## To be done:
Render the records below as a JSON list of strings, one string per line, leaving out blank lines.

A run of records
++++

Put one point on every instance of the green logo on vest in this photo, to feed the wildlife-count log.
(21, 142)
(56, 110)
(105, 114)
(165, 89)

++++

## Result:
[
  "Put one point on every instance of the green logo on vest in this photo, to feed the wildlife-count log.",
  "(21, 142)",
  "(56, 110)",
  "(105, 114)",
  "(165, 89)"
]